*** Block opens ***

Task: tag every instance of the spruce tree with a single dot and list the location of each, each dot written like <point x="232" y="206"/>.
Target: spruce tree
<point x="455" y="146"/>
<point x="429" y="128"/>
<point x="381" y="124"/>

*** Block closes ***

What you need to do: Would you output the whole listing exactly as written?

Exercise output:
Task: tag every instance of the spruce tree with a single dot and list the location of each, each dot written like <point x="232" y="206"/>.
Target: spruce tree
<point x="455" y="146"/>
<point x="429" y="128"/>
<point x="381" y="124"/>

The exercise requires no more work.